What you have to do:
Restate the full listing word for word and leave the pictures out.

Data entries:

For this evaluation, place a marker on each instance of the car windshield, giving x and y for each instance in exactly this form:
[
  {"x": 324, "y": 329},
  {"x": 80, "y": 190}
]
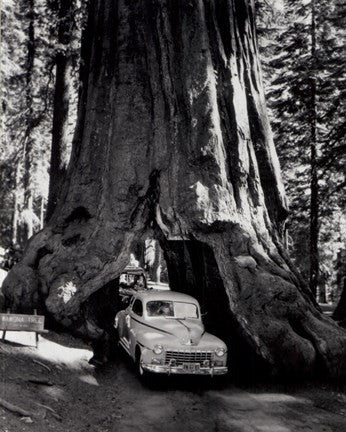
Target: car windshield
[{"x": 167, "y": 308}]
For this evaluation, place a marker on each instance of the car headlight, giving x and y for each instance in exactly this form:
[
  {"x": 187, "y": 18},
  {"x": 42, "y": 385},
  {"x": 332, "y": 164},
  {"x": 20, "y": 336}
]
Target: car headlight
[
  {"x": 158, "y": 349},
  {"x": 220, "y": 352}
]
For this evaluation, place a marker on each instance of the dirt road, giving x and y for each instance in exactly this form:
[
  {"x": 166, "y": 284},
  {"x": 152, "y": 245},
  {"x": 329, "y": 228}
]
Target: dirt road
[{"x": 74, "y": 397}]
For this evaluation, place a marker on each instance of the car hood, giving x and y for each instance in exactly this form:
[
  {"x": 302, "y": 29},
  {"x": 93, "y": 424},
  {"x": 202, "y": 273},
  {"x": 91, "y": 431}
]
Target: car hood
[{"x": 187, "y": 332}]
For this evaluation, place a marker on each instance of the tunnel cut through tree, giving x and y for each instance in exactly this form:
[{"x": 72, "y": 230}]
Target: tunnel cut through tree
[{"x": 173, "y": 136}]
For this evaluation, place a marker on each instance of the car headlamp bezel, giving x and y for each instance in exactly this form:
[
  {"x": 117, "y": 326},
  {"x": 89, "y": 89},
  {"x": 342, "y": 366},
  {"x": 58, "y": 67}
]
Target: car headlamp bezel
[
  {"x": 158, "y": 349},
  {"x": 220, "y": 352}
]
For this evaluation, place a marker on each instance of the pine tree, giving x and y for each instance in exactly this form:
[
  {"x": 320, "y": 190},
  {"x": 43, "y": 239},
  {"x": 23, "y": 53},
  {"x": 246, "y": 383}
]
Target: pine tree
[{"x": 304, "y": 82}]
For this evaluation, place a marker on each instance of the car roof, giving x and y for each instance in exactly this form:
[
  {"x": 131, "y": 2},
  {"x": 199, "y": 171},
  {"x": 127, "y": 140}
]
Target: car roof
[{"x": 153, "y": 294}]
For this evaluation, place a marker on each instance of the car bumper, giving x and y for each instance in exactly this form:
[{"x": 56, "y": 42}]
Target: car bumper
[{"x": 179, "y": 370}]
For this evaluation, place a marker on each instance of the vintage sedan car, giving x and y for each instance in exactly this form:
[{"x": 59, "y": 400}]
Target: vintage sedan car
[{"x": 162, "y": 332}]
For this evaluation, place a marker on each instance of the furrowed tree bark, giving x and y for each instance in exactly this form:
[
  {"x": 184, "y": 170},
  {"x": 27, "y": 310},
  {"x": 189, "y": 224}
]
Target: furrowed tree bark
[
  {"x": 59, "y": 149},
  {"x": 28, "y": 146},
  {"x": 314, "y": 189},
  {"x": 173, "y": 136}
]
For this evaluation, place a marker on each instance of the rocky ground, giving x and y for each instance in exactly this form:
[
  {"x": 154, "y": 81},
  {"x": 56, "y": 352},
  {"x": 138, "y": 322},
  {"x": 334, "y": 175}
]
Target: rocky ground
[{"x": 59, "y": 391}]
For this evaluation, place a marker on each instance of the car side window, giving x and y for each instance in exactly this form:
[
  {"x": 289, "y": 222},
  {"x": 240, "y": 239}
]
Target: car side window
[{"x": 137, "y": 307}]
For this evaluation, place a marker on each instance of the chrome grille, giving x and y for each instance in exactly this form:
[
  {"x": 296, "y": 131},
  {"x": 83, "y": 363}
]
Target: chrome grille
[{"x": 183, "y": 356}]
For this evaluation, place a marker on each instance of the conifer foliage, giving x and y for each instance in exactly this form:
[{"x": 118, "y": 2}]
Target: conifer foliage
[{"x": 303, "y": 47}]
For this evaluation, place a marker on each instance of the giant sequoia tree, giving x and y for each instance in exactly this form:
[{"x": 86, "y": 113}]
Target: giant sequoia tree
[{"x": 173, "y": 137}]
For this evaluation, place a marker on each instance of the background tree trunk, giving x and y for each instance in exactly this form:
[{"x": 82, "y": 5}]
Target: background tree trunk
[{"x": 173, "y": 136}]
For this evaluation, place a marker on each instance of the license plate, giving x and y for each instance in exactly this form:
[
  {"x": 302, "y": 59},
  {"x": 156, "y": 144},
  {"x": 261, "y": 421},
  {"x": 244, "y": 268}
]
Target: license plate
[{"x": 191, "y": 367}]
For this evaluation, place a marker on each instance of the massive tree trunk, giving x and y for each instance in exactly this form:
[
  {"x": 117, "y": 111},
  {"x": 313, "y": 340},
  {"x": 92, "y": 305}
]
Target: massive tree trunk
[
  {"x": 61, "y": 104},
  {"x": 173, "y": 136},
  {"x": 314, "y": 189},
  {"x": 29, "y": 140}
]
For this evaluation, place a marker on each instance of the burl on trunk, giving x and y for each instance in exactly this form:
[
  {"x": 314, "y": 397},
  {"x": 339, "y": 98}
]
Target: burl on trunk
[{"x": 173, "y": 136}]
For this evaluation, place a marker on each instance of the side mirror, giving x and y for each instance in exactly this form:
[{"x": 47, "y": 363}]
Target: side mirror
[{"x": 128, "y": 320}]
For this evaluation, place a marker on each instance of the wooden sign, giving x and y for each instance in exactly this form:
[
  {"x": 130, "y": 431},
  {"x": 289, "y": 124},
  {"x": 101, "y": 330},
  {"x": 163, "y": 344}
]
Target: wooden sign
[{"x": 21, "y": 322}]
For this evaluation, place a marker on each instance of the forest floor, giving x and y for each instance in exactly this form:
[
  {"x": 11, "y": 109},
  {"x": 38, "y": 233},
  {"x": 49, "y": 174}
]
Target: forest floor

Answer to this task:
For this evaluation, place a marker on each instance of the car windshield, giving x and y for each instance in exactly this form:
[
  {"x": 324, "y": 329},
  {"x": 80, "y": 190}
]
Target: car windshield
[{"x": 167, "y": 308}]
For this evaluation, place a marker on each instance of the car headlight, giving x and y for each instance in exactly this form:
[
  {"x": 187, "y": 18},
  {"x": 42, "y": 385},
  {"x": 332, "y": 164},
  {"x": 20, "y": 336}
]
Target: car headlight
[
  {"x": 158, "y": 349},
  {"x": 220, "y": 352}
]
For this evaluation, place a marker on each instance of the dirt road, giving x and y for each instance in exactly this form:
[
  {"x": 166, "y": 284},
  {"x": 152, "y": 245},
  {"x": 329, "y": 228}
]
Target: dirt road
[{"x": 74, "y": 397}]
For this evaluation, place a marker on each instance of the car hood, giving x and y for each instance in exactly this form:
[
  {"x": 302, "y": 29},
  {"x": 93, "y": 424},
  {"x": 202, "y": 273},
  {"x": 91, "y": 431}
]
Target: car hood
[{"x": 187, "y": 332}]
For this evaluation, place a marker on each instance of the tunnel cut through tree, giving x and y for each instance in exactly this form:
[{"x": 72, "y": 230}]
Target: tunnel cut through tree
[{"x": 173, "y": 136}]
For this evaluation, place a marker on each instance of the car headlamp bezel, giving x and y for each instance in exactly this form:
[
  {"x": 117, "y": 326},
  {"x": 89, "y": 89},
  {"x": 342, "y": 366},
  {"x": 58, "y": 67}
]
Target: car headlamp bezel
[
  {"x": 158, "y": 349},
  {"x": 220, "y": 352}
]
For this evaluation, place a marker on each instance of the pine tree, giving x and y for each instance in exactly this form:
[
  {"x": 320, "y": 190},
  {"x": 43, "y": 239},
  {"x": 23, "y": 53},
  {"x": 246, "y": 383}
]
Target: pine tree
[{"x": 304, "y": 82}]
For this evaluation, place a marker on each instance of the car roof, giving x and y for each instance in exactly this form:
[
  {"x": 131, "y": 2},
  {"x": 199, "y": 171},
  {"x": 127, "y": 140}
]
Target: car roof
[{"x": 153, "y": 294}]
For this evaluation, place a marker on each instance of the car bumper, giving x and y for each instance in exactly this form:
[{"x": 56, "y": 42}]
Target: car bumper
[{"x": 179, "y": 370}]
For this evaluation, place a marker on each instance of the vintage sedan car, giving x and y for each instance in exactly this form:
[{"x": 59, "y": 400}]
Target: vintage sedan car
[{"x": 162, "y": 332}]
For this evaluation, place a marker on each instance of the furrowed tree bark, giving x and y for each instance in exactly this form:
[
  {"x": 184, "y": 170},
  {"x": 27, "y": 310},
  {"x": 189, "y": 224}
]
Target: furrowed tree bark
[
  {"x": 59, "y": 149},
  {"x": 28, "y": 146},
  {"x": 314, "y": 189},
  {"x": 173, "y": 136}
]
For this evaluation, place a marker on each instance of the rocky ground, giving x and y for each instance in exactly this form:
[
  {"x": 154, "y": 81},
  {"x": 56, "y": 352},
  {"x": 138, "y": 322},
  {"x": 334, "y": 175}
]
Target: rocky ground
[{"x": 59, "y": 391}]
For this evaluation, place a marker on each instance of the car side window, giving x and y for each instance in exactly this form:
[
  {"x": 289, "y": 222},
  {"x": 240, "y": 239}
]
Target: car side window
[{"x": 137, "y": 307}]
For this evaluation, place a marker on each instance of the chrome grille, giving x and y for each instance in exactly this form:
[
  {"x": 296, "y": 131},
  {"x": 83, "y": 363}
]
Target: chrome grille
[{"x": 183, "y": 356}]
For this evaluation, place a marker on each instance of the conifer foliage, giving x and y for each instance in exactly this form:
[{"x": 118, "y": 2}]
Target: conifer foliage
[{"x": 303, "y": 47}]
For this evaluation, place a marker on each instance of the giant sequoia tree, giving x and y for each instance in exactly this form:
[{"x": 86, "y": 113}]
Target: giant sequoia tree
[{"x": 173, "y": 137}]
For this evaluation, place a marker on each instance of the background tree trunk, giving x and y for each instance in exactly this form:
[{"x": 82, "y": 5}]
Target: background tree trunk
[{"x": 173, "y": 136}]
For this evaluation, place a marker on each instance of the license plate, giving x and y for each instance in exactly this form:
[
  {"x": 302, "y": 59},
  {"x": 156, "y": 144},
  {"x": 261, "y": 421},
  {"x": 244, "y": 268}
]
Target: license plate
[{"x": 191, "y": 367}]
For this evaluation, place a marker on each instance of the massive tree trunk, giving x and y for each instance in exactly this form:
[
  {"x": 117, "y": 111},
  {"x": 313, "y": 340},
  {"x": 92, "y": 305}
]
Target: massive tree trunk
[
  {"x": 61, "y": 104},
  {"x": 173, "y": 136},
  {"x": 314, "y": 189},
  {"x": 29, "y": 140}
]
For this evaluation, place a marker on each instance of the burl on trunk, giving x and y for each instance in exactly this form:
[
  {"x": 314, "y": 397},
  {"x": 339, "y": 98}
]
Target: burl on trunk
[{"x": 173, "y": 136}]
For this evaluation, place a marker on each instance of the side mirror, giving x and y for each instance in exactly this form:
[{"x": 47, "y": 363}]
Target: side mirror
[{"x": 128, "y": 320}]
For this evaluation, place a marker on each instance of the wooden sign, giving x and y for each instance in exactly this form:
[
  {"x": 130, "y": 431},
  {"x": 289, "y": 124},
  {"x": 101, "y": 330},
  {"x": 163, "y": 344}
]
Target: wooden sign
[{"x": 21, "y": 322}]
For this evaluation, place a marker on each instance of the forest floor, giving x and y for each instance in exactly this form:
[
  {"x": 11, "y": 109},
  {"x": 38, "y": 233},
  {"x": 49, "y": 174}
]
Target: forest floor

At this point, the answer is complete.